##### Material shown #####

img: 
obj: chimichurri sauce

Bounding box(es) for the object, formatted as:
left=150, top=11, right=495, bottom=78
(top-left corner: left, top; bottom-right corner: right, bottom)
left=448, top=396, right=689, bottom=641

#####

■ Work required
Rewrite the items above, replacing "chimichurri sauce" with "salsa verde" and leaving everything else as it is.

■ In response
img: 
obj: salsa verde

Bounding box(es) for the object, formatted as:
left=150, top=11, right=495, bottom=78
(top-left corner: left, top; bottom-right corner: right, bottom)
left=448, top=396, right=689, bottom=641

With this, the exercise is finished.